* **Exercise**
Look through the records below for the line with "overcast sky in the live frame." and the line with "AR overlay engine request — overlay a highlight around the dry", then return those lines and all lines between, exactly.
--------------------------------
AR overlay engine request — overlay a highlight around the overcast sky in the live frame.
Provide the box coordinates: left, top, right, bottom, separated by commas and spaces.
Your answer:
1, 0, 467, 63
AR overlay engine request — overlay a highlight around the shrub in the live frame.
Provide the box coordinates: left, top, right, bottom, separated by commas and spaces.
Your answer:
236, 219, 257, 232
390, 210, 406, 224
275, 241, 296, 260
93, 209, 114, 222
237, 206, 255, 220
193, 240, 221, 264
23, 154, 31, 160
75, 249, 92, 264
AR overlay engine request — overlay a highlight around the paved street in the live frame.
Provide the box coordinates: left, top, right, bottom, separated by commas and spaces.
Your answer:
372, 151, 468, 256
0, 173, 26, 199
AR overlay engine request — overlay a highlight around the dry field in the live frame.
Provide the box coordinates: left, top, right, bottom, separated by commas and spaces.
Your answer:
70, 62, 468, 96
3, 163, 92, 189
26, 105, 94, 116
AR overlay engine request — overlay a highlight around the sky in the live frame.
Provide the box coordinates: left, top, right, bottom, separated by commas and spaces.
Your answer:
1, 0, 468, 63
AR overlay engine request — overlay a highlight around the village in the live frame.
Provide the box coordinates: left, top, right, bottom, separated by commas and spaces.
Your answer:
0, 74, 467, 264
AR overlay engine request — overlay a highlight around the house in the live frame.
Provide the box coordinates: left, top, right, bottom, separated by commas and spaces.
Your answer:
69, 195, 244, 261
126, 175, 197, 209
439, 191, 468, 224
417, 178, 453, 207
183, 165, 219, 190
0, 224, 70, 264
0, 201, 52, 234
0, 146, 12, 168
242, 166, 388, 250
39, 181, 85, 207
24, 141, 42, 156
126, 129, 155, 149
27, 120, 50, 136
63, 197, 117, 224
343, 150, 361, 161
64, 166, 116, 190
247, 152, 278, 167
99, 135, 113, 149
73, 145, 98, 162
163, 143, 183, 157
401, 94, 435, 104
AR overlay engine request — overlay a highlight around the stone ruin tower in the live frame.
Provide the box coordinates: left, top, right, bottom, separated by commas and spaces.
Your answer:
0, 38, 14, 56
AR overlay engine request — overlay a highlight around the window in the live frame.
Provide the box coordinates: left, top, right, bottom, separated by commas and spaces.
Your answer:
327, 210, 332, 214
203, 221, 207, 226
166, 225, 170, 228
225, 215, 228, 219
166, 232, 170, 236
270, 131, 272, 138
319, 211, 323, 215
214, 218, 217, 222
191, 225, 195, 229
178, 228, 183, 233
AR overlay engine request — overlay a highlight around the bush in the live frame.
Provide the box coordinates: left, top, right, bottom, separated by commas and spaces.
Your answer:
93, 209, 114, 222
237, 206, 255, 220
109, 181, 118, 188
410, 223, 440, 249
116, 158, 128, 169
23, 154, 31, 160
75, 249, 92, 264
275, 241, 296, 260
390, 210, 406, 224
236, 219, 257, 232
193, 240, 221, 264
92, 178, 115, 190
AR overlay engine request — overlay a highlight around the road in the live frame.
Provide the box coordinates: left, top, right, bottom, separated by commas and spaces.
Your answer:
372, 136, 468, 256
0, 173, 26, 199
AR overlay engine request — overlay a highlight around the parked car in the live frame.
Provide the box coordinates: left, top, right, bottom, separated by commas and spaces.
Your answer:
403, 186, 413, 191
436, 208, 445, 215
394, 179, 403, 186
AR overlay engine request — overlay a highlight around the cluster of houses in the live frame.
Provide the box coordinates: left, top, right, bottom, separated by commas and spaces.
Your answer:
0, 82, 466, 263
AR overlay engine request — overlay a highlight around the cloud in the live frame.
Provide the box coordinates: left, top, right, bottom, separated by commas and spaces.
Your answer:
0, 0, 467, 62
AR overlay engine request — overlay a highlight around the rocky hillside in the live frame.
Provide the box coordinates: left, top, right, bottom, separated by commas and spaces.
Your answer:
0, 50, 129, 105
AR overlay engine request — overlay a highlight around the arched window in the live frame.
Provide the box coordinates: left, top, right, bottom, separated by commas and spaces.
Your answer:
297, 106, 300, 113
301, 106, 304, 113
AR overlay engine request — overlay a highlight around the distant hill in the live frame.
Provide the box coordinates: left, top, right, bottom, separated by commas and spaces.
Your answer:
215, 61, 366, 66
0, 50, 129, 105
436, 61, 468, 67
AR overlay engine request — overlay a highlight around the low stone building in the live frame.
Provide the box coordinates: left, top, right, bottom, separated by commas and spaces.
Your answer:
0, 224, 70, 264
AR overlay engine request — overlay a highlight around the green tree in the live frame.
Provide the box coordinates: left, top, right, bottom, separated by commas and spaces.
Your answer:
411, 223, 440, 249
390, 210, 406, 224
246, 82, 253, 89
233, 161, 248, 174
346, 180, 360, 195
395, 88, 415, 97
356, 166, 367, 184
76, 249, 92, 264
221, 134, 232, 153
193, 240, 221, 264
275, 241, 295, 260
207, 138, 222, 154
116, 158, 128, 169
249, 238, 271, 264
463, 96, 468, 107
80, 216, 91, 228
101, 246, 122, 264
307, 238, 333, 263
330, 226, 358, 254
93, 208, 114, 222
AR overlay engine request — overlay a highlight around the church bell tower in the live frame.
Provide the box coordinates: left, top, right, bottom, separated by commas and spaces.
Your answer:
--------------------------------
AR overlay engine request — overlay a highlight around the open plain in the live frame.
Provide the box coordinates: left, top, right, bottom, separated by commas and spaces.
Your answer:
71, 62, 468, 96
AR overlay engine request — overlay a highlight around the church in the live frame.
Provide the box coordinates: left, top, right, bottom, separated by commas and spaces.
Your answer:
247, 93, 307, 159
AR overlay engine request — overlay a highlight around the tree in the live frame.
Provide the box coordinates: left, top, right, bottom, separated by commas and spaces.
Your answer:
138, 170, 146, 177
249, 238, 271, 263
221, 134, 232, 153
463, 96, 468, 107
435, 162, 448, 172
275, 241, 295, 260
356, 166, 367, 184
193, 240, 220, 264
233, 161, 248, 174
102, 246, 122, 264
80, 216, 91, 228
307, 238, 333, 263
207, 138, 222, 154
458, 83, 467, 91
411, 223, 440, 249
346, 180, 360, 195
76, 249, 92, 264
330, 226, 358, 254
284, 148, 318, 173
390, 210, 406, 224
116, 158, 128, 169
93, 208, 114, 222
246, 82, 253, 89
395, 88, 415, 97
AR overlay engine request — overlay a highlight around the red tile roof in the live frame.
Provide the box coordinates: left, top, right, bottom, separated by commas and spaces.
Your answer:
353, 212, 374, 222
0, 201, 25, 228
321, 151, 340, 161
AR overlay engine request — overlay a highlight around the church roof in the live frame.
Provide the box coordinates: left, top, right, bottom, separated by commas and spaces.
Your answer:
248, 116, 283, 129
--------------------------------
* **Result**
AR overlay engine request — overlay a highlight around the overcast sky in the live frame.
Provide the box coordinates: left, top, right, bottom, separated by commas and spaces.
Your answer:
1, 0, 467, 63
AR overlay engine request — overlay a highlight around the shrub in the live frame.
Provide the box coordinates: left, top, right, bottom, separated by commas and spaces.
Your answer:
236, 219, 257, 232
390, 210, 406, 224
275, 241, 296, 260
93, 209, 114, 222
237, 206, 255, 220
193, 240, 221, 264
23, 154, 31, 160
75, 249, 92, 264
AR overlay engine request — overlay a highlight around the paved street in the live frame.
Provide the box coordinates: left, top, right, bottom, separated by commas and spaces.
Your answer:
372, 151, 468, 256
0, 173, 26, 199
AR overlay engine request — overlay a highlight around the dry field in the live frame.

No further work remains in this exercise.